» SOURCE PASSAGE
━━━━━━━━━━━━━━━━━━━━━━━━━━━━━━

GOSZTOLA: The reason I brought you both together to have a conversation—Well, first off, I know Prexy. Prexy was my professor when I was a student at Columbia College Chicago, and I’m glad that I still know Prexy, and we’ve remained connected. But we were talking last year in 2019 about some of the history around Angola. And Jonas Savimbi in the media he was treated as a rebel. He was a fighter who the U.S. government armed and supported. And also I heard you discuss that Paul Manafort, who is a figure that the U.S. public come to know from the Trump administration. He’s in prison right now. He was involved in this imperial makeover of selling Savimbi to the United States, as someone that needed to be supported.

I wanted to bring you both in to talk about this connection that the Trump administration and our present-day politics has to this history of Angola. And I wanted to talk about this part of the world that I’ve never covered with this show before. Later on, I want to talk about the civil rights movement and the solidarity work that you both are familiar with and the struggles against colonialism in southern Africa and the intersection between movements.

I’d like to begin with a brief background on Portuguese colonialism in Angola and the rise of black Angolan resistance that ignited that struggle for independence, just so people can know about this country before we start to describe how the U.S. government came to support a militant group in Angola back in the 1980s.

━━━━━━━━━━━━━━━━━━━━━━━━━━━━━━

[Pointing dataset excerpts]
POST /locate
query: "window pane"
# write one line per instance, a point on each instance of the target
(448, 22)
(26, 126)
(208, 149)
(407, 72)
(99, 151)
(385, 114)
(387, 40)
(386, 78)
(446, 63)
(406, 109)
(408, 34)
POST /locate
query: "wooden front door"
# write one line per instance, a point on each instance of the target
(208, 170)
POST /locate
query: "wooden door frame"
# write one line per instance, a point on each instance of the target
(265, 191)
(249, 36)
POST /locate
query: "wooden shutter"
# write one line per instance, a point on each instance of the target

━━━━━━━━━━━━━━━━━━━━━━━━━━━━━━

» EXERCISE INSTRUCTIONS
Copy out the full interview excerpt about Angola from the top of the page, word for word.

» ANSWER TO THE EXERCISE
GOSZTOLA: The reason I brought you both together to have a conversation—Well, first off, I know Prexy. Prexy was my professor when I was a student at Columbia College Chicago, and I’m glad that I still know Prexy, and we’ve remained connected. But we were talking last year in 2019 about some of the history around Angola. And Jonas Savimbi in the media he was treated as a rebel. He was a fighter who the U.S. government armed and supported. And also I heard you discuss that Paul Manafort, who is a figure that the U.S. public come to know from the Trump administration. He’s in prison right now. He was involved in this imperial makeover of selling Savimbi to the United States, as someone that needed to be supported.

I wanted to bring you both in to talk about this connection that the Trump administration and our present-day politics has to this history of Angola. And I wanted to talk about this part of the world that I’ve never covered with this show before. Later on, I want to talk about the civil rights movement and the solidarity work that you both are familiar with and the struggles against colonialism in southern Africa and the intersection between movements.

I’d like to begin with a brief background on Portuguese colonialism in Angola and the rise of black Angolan resistance that ignited that struggle for independence, just so people can know about this country before we start to describe how the U.S. government came to support a militant group in Angola back in the 1980s.